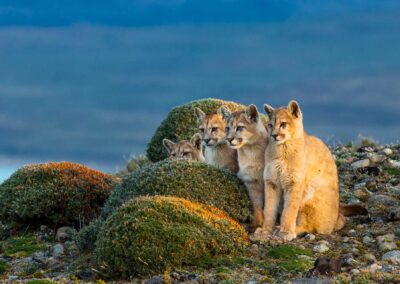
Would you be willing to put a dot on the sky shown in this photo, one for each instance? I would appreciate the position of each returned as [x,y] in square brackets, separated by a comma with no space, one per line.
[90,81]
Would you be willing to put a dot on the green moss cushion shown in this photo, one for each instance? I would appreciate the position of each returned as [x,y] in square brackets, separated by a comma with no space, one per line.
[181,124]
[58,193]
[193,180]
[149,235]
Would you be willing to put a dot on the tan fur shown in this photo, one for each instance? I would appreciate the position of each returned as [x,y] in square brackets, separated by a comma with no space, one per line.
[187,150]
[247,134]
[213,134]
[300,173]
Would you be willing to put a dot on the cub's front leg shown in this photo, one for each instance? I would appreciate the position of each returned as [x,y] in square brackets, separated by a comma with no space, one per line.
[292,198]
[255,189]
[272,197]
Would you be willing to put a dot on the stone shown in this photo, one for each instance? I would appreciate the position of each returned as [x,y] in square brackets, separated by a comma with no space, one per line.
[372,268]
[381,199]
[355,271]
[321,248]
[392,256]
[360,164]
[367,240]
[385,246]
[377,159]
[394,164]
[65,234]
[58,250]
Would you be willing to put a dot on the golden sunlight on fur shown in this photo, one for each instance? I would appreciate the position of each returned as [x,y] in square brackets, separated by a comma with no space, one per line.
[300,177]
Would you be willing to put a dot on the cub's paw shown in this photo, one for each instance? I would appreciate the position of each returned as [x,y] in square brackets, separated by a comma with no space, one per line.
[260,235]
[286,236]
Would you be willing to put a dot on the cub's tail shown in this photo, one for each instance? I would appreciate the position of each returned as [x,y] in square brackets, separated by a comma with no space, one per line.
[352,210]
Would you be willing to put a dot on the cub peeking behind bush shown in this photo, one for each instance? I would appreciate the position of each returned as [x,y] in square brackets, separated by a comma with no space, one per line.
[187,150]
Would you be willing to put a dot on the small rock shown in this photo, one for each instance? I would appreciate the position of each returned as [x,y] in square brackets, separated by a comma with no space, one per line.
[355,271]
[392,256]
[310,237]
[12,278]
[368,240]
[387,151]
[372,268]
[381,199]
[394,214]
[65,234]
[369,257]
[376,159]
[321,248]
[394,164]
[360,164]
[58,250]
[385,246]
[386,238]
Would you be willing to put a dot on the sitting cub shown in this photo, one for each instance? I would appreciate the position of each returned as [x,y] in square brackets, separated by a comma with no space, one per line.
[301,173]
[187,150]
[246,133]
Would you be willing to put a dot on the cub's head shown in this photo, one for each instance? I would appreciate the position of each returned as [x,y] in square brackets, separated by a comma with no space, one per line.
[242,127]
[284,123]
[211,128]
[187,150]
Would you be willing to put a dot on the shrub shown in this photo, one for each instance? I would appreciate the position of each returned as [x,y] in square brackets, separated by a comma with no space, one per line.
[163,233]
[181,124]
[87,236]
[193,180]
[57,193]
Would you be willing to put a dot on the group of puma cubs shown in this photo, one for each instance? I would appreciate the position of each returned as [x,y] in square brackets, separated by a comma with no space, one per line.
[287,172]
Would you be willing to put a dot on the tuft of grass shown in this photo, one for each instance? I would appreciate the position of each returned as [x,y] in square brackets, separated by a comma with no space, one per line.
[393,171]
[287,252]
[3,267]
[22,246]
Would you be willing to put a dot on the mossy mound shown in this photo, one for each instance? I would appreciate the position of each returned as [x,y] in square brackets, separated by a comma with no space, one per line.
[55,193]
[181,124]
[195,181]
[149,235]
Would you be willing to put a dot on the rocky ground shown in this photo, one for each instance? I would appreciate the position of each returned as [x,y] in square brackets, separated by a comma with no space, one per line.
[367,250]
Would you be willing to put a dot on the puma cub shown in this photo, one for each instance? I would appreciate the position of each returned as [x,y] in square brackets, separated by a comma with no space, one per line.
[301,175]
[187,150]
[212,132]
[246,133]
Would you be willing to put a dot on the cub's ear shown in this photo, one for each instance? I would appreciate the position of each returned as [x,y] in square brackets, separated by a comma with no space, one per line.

• [Task statement] If an entry holds an image, omit that image and print the remainder exactly as it stands.

• [Answer section]
Would you be willing to put a dot on the sky shown in this photo, one for each instance? I would appreciate the position of each returned as [x,y] in square brackets, separated by a comma with no space, one per line.
[90,81]
Would you be willing to put a dot on the green moss cushion shown in this photo, one for each instance? I would appreciate the position of each returned as [x,y] in square brackets, separated by a comma with no space, one per line.
[181,124]
[58,193]
[193,180]
[149,235]
Would you be willing to put a dot on the tan fur shown in this photo, one for each instance? I would appreciate the position of each returned as [x,y] in square brackets, separated by a comma with no space, one per line.
[187,150]
[247,134]
[213,134]
[300,173]
Would you be willing to put a dot on the cub's front leg shown in this photo, one for each instance? I would appreciate the position of each returned as [x,y] in square brackets, separated by a comma with no space, one per line.
[292,198]
[255,189]
[272,197]
Would you be willing to put a dot on the stone shown in this photo, one for each instance? I would appreciate the position of each returned as [x,y] in square brackets, separated by a comma with no space, one per line.
[372,268]
[381,199]
[355,271]
[321,248]
[392,256]
[360,164]
[367,240]
[385,246]
[377,159]
[394,164]
[65,234]
[58,250]
Would you be willing to put a dot on the golden sunlight on fur shown in this photo, one for each instance? I would appreciate the position of each returned as [x,y] in square brackets, separated by a comma with no space, one per line.
[300,177]
Would you be willing to put a dot on the cub's paw shown in this photo, one for each instance? I would appreciate the position of each returned as [x,y] in square brackets, separated by a comma with no space, one per line.
[260,235]
[286,236]
Would you be willing to put a dot on the cub's tail shown in this photo, one for each instance? I would appreciate the position of each returned as [x,y] in square brackets, separated by a comma with no space, one per line.
[352,210]
Would you be willing to put a dot on the cub peeking behind bush shown in this photo, one for each instance? I would appreciate the position of each returned as [x,y] in square brackets, separated by a comma with no space, one per line.
[187,150]
Would you be willing to put a dot on the small rock shown in this photo, one for each instance? I would appreciate the position of each returned as [x,y] in square brackets, separated by a comma with no space, one per line.
[355,271]
[392,256]
[310,237]
[12,278]
[368,240]
[387,151]
[372,268]
[381,199]
[394,214]
[65,234]
[369,257]
[376,159]
[321,248]
[394,164]
[360,164]
[58,250]
[385,246]
[386,238]
Would you be willing to put a dot on the sitting cub shown in this photo, one for each instance? I would appreciate the position of each returned as [x,y] in square brackets, separated by a comma with no space, one per line.
[301,173]
[187,150]
[246,133]
Would you be willing to put a dot on the cub's head shown in this photo, one for each instance? I would appreciate the position of each returned as [x,y] in square brackets, separated by a comma with no space, one per line.
[242,127]
[284,123]
[211,128]
[187,150]
Would you be willing to put a dot on the shrub shown in this photo, one for each instance? I would appreciate the position of each returned as [x,y] in square brackets, separated by a comma with no space, one per line.
[163,233]
[181,124]
[87,236]
[193,180]
[57,193]
Would you be willing to put a dot on the group of puma cubs shown in this photo, one for each instance? I would appreciate the position of each returned as [x,y] in square brackets, separated by a comma with no space, one per line.
[287,172]
Would you be willing to put a dot on the tuft of grass shown in this photo, one for each instance? I would appreciate the position of each returned as [x,y] in square brackets, separated by a comma with no space, one per line.
[393,171]
[287,252]
[3,267]
[22,246]
Would you be willing to put a dot on the mossy mound shown in this photo, one for each instance? I would appreciate the position of each returned as [x,y] in square brackets, separated by a comma with no space, one per line.
[55,193]
[181,124]
[195,181]
[149,235]
Would you be willing to put a dot on the rocky ground shown in this photo, one for each instance? I would appreciate the position of each returned as [x,y] in square brackets, separated by a comma with no space, one per line.
[367,250]
Would you be willing to put a dot on the puma cub shown in this photo, one for each instance? I would appreciate the position of each returned as [x,y] in square brackets, separated by a comma with no space, one per line.
[301,175]
[187,150]
[212,132]
[246,133]
Would you be willing to put a dot on the cub's ear shown in this photo, one for each instance? I would appreciate the position of each returned as [x,y] in square brackets, separated by a comma with no space, one per line.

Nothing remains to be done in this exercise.